§ What is being asked
Could you copy the lines below exactly, leaving none out?
___ Exercise data
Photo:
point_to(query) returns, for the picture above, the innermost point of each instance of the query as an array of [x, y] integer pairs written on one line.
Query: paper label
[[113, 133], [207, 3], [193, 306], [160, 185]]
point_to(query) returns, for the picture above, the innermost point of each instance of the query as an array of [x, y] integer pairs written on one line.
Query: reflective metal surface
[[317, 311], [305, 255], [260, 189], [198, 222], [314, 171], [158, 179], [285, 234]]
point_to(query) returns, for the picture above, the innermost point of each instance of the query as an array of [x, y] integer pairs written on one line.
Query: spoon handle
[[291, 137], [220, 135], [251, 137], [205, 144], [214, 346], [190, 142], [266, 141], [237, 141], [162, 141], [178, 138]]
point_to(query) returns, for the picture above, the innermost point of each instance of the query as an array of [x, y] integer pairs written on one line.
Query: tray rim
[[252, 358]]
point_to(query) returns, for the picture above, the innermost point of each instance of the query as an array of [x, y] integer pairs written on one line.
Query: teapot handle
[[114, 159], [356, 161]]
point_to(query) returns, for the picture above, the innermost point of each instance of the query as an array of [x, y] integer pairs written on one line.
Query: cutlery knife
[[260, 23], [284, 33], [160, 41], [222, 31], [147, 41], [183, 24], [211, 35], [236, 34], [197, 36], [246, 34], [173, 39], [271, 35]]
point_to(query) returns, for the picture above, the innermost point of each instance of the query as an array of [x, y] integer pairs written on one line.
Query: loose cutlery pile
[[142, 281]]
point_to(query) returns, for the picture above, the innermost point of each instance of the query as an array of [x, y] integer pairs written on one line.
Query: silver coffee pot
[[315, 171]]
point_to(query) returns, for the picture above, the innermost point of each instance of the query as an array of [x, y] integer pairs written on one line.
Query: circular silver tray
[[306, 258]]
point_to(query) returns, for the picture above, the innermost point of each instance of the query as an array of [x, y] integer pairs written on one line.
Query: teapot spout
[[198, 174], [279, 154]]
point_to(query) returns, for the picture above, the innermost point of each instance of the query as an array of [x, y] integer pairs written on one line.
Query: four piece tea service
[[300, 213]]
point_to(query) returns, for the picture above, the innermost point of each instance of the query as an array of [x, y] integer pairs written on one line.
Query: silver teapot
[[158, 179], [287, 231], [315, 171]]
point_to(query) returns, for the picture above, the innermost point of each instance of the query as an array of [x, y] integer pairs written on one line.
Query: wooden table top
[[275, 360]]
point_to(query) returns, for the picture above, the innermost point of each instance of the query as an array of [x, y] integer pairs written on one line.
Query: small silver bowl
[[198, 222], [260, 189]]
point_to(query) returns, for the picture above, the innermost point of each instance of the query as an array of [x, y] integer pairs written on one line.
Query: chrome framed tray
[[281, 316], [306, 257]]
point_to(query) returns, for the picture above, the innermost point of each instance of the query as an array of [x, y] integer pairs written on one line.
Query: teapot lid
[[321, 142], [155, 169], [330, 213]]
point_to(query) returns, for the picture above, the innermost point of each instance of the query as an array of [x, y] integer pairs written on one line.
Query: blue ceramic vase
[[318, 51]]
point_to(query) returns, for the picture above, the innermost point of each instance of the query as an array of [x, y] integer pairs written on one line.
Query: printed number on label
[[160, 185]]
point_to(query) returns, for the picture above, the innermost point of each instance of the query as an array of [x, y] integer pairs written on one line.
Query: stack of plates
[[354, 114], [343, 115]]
______
§ Response box
Photo:
point_to(query) returns, for the picture above, the innermost point of each instance of the query as an array of [x, y] integer pairs written on one line.
Query: paper label
[[113, 133], [207, 3], [193, 306], [160, 185]]
point_to(query) returns, for the picture above, the innermost point of each instance of the query as an array of [x, y] integer pairs written on one line.
Query: reflective metal surface
[[317, 311], [305, 255], [260, 189], [198, 222], [314, 171], [158, 179], [285, 234]]
point_to(query) returns, for the picture above, the innermost point of each instance of the query as an array of [x, y] integer pairs written on one line.
Query: spoon handle
[[291, 137], [220, 135], [251, 137], [205, 144], [214, 346], [190, 142], [266, 141], [237, 141], [162, 141], [178, 138]]
point_to(query) returns, for the picture above, the innermost point of each instance of the query as an array of [x, y] integer pairs written on one line.
Query: tray rim
[[252, 358]]
point_to(query) returns, for the picture above, the innermost point of each instance of the query as an array of [x, y] integer pairs written on one line.
Query: teapot handle
[[114, 159], [356, 161]]
point_to(query) returns, for the picture above, the innermost point of each instance of the query as an array of [x, y] integer pairs written on one line.
Query: cutlery knife
[[260, 23], [284, 33], [160, 41], [222, 31], [147, 41], [183, 24], [211, 35], [236, 34], [197, 36], [246, 34], [173, 39], [271, 35]]
point_to(query) returns, for the picture above, the innermost point of each instance of the query as an array of [x, y] integer pairs written on one line.
Query: loose cutlery pile
[[142, 281]]
point_to(query) returns, for the picture above, the innermost point of each instance of the query as an array of [x, y] integer pairs written on one line.
Query: silver coffee pot
[[315, 171]]
point_to(query) returns, for the picture above, the innermost point of each instance of the query as an array of [x, y] integer pairs written on one line.
Query: circular silver tray
[[306, 258]]
point_to(query) returns, for the picture above, the innermost point of each instance of the query as an array of [x, y] integer pairs written on one line.
Query: teapot spout
[[198, 174], [279, 154]]
point_to(query) returns, for the picture above, the innermost point of each instance of the query as an array of [x, y] integer pairs written on one line.
Query: four piece tea service
[[300, 213]]
point_to(query) returns, for the picture above, the innermost point of each instance of the query as an array of [x, y] integer pairs written on one line.
Query: silver teapot
[[158, 179], [287, 231], [315, 171]]
point_to(query) returns, for the picture above, the innermost point of each instance of the query as an array of [x, y] integer pairs written on one line.
Query: wooden table top
[[275, 360]]
point_to(query) returns, for the picture above, the innermost point of each instance of the query as an array of [x, y] integer pairs written on one line.
Query: small silver bowl
[[198, 222], [260, 189]]
point_to(query) returns, for the picture above, the innermost point of each instance of the query as an array of [x, y] integer pairs written on one line.
Query: chrome framed tray
[[281, 316], [306, 257]]
point_to(query) returns, for the picture above, the innermost point of each instance of the query as an array of [x, y] integer pairs written on one line.
Query: teapot lid
[[321, 142], [155, 169], [330, 213]]
point_to(query) returns, for the picture above, the innermost point of each instance of the query as an array of [x, y] integer pairs written on one line.
Query: blue ceramic vase
[[318, 51]]
point_to(query) returns, for the picture above, the innermost point of each instance of the query as an array of [x, y] integer pairs written on one line.
Query: printed number on label
[[160, 185]]
point_to(query) returns, for the picture above, the innermost point of each instance of the query as an array of [x, y] integer pairs written on one line.
Query: stack of plates
[[354, 114], [343, 115]]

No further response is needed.